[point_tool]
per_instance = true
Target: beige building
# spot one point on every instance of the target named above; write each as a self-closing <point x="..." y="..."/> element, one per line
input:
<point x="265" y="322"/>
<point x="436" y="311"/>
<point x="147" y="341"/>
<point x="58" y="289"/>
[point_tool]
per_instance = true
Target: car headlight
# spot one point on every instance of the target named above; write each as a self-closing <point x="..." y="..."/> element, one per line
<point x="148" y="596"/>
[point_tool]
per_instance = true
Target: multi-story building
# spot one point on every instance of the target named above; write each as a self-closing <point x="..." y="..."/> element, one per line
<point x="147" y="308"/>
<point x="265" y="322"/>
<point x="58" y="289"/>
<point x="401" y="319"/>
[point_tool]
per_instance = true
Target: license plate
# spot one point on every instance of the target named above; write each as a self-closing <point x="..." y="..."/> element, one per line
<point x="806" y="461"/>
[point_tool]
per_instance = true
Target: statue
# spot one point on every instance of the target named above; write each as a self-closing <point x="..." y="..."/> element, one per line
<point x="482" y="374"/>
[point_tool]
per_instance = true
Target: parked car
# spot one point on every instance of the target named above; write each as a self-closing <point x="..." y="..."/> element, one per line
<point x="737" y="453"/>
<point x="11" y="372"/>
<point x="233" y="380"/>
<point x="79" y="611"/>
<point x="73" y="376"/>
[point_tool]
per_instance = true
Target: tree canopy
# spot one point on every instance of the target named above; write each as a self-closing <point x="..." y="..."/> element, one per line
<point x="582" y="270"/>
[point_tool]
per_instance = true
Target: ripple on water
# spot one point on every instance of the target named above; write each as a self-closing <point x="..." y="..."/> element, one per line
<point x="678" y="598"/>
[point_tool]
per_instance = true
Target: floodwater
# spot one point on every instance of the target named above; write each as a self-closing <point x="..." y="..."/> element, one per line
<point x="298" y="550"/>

• What is asked: Pull out each record as written and restate it exactly.

• Solved problem:
[point_tool]
per_instance = true
Target: beige building
# spot one point on every instance of the target named above; write each as a self-closing <point x="..." y="..."/> element, one per line
input:
<point x="265" y="322"/>
<point x="436" y="311"/>
<point x="147" y="341"/>
<point x="58" y="289"/>
[point_tool]
per_instance = true
Target: car headlight
# spot one point on every instance of the target named above; write each as a self-closing <point x="..." y="..."/> element, one per line
<point x="148" y="596"/>
[point_tool]
per_instance = true
Target: multi-story building
# spot one point on every instance of the target named above; write each as a self-closing <point x="..." y="..."/> element, one per line
<point x="147" y="308"/>
<point x="265" y="322"/>
<point x="58" y="289"/>
<point x="401" y="319"/>
[point_tool]
per_instance = true
Target: license plate
# spot one point on every instance of the target named above; write each as a self-closing <point x="..." y="..."/> element, one per line
<point x="806" y="461"/>
[point_tool]
per_instance = true
Target: statue
# spot one point on every instance of the target named above; write each as a self-closing <point x="..." y="..."/> element, one per line
<point x="482" y="374"/>
[point_tool]
per_instance = true
Target: parked car
# spot one point on every instance of the target named above; write each as a self-closing <point x="..." y="..."/> element, one per line
<point x="737" y="453"/>
<point x="11" y="372"/>
<point x="233" y="380"/>
<point x="79" y="611"/>
<point x="73" y="376"/>
[point_tool]
per_instance = true
Target: tree canopy
# spot one point on every instance of the target named above; write each as a self-closing <point x="..." y="..."/> element, one per line
<point x="582" y="270"/>
[point_tool]
per_instance = true
Target: ripple on water
# spot one point on every instance of the target named above; write each as a self-closing <point x="..." y="..."/> element, one per line
<point x="678" y="598"/>
[point_tool]
per_instance = true
Target: floodwater
# spot one point on every instance of the target named above; write each as a self-closing <point x="..." y="..."/> element, one per line
<point x="298" y="550"/>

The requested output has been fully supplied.